Texto de lectura ▸
* * *
La segunda entrega de «La vida nueva» es el estudio Rubén Darío: su personalidad literaria, su última obra (1899), dedicado a Samuel Blixen. Este trabajo fue el primer estudio de verdadero calado que se realizaba en las letras hispánicas sobre el modernismo y, en particular, sobre su máximo hito, Prosas profanas, publicado en la vecina Buenos Aires en 1896. Las ideas críticas de Rodó se ponían aquí en juego de una forma aparentemente contradictoria. Los poemas de Prosas profanas le parecían excepcionales, pero no adecuados al medio, ni oportunos como ejemplo de la nueva literatura americana. De la misma manera que el crítico impresionista y el poeta que había en Rodó se permitían recorrer sus mundos exóticos y extasiarse en sus raras tonalidades de música y color, esa exquisita obra poética le parecía al crítico americanista algo artificial y ajeno al medio americano: una «flor de invernadero».
La crítica que Rodó hacía a Darío era, sin embargo, la de un modernista, aunque su militancia en el movimiento, como ya sabemos, reclamaba rectificación, hondura filosófica, sinceridad, sentimiento americano y algo que no veía en Prosas profanas: «solidaridad social». Su credo modernista era otro:
Yo soy un modernista también; yo pertenezco con toda mi alma a la gran reacción que da carácter y sentido a la evolución del pensamiento en las postrimerías de este siglo; a la reacción que, partiendo del naturalismo literario y del positivismo filosófico, los conduce, sin desvirtuarlos en lo que tienen de fecundos, a disolverse en concepciones más altas. Y no hay duda de que la obra de Rubén Darío responde, como una de tantas manifestaciones, a ese sentido superior; es en el arte una de las formas personales de nuestro anárquico idealismo contemporáneo; aunque no lo sea -porque no tiene intensidad para ser nada serio- la obra frívola y fugaz de los que le imitan, el vano producir de la mayor parte de la juventud que hoy juega infantilmente en América al juego literario de los colores.
Este extenso estudio supuso la apoteosis de Rodó como crítico literario, y así se lo hicieron saber desde Herrera y Reissig hasta Salvador Rueda. Rubén Darío, poco efusivo en el agradecimiento, incluyó el estudio en la segunda edición de Prosas profanas, aunque se omitió la firma de Rodó. Darío sabía bien que el crítico no era su discípulo, sino más bien un influyente conductor del movimiento que iba a influir también en el giro de su poesía hacia Cantos de vida y esperanza, donde el poeta le dedicó la primera sección del libro.
* * *
Tareas y ejercicios ▸
(a) Transcriba del texto sobre Rodó y Darío el fragmento comprendido entre "Este extenso estudio" y "sección del libro.", ambos inclusive.
(b) Según el texto sobre Rodó y Darío, ¿por qué Rodó no reconoce en la obra de los imitadores de Darío una de las formas del idealismo contemporáneo? Responda en una a tres oraciones.
(c) Indique si cada afirmación concuerda con el texto sobre Rodó y Darío, respondiendo sí o no y citando literalmente las palabras que lo deciden: (i) Prosas profanas se publicó en Buenos Aires en 1896. (ii) La segunda edición de Prosas profanas incluyó el estudio con la firma de Rodó. (iii) Darío tenía a Rodó por discípulo suyo.

Registros de señalamiento de objetos en fotografías:
* * *
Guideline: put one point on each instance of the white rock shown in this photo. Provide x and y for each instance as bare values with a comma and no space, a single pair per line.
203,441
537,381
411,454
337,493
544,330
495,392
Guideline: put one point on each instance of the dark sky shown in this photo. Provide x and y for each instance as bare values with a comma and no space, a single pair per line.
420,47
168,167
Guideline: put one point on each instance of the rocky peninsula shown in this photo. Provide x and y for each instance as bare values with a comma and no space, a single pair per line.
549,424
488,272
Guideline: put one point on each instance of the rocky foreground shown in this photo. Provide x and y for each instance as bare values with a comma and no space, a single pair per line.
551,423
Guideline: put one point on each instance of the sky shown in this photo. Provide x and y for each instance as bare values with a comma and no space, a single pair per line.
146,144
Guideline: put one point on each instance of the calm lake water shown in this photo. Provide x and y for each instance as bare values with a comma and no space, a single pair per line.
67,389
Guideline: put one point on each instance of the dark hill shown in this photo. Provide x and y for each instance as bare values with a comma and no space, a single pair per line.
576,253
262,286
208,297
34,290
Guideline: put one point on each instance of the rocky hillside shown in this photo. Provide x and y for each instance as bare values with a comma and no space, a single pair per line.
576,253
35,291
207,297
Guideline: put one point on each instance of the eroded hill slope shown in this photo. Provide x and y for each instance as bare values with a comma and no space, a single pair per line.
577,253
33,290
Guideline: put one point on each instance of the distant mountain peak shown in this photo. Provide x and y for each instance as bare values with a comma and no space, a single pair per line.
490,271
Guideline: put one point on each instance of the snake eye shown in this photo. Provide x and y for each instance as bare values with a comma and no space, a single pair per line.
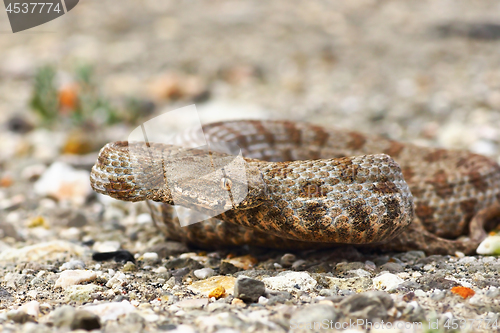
226,183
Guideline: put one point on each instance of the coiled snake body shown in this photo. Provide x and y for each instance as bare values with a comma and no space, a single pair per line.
310,186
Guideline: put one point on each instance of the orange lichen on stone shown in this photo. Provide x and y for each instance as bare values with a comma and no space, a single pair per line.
217,292
463,291
68,98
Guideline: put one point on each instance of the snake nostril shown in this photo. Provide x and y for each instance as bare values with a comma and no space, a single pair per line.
226,183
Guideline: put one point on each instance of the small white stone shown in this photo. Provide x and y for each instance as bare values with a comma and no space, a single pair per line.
32,308
359,272
420,293
150,256
72,277
110,311
117,280
204,273
63,182
290,280
160,269
263,300
489,246
42,251
107,246
144,218
386,281
72,264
* * *
Soluciones ▸
(a)
Este extenso estudio supuso la apoteosis de Rodó como crítico literario, y así se lo hicieron saber desde Herrera y Reissig hasta Salvador Rueda. Rubén Darío, poco efusivo en el agradecimiento, incluyó el estudio en la segunda edición de Prosas profanas, aunque se omitió la firma de Rodó. Darío sabía bien que el crítico no era su discípulo, sino más bien un influyente conductor del movimiento que iba a influir también en el giro de su poesía hacia Cantos de vida y esperanza, donde el poeta le dedicó la primera sección del libro.

(b) Porque, a juicio de Rodó, esa obra no tiene intensidad para ser nada serio. La califica de frívola y fugaz, un vano producir de la juventud que juega infantilmente en América al juego literario de los colores.

(c)
(i) Sí: «publicado en la vecina Buenos Aires en 1896».
(ii) No: «aunque se omitió la firma de Rodó».
(iii) No: «Darío sabía bien que el crítico no era su discípulo».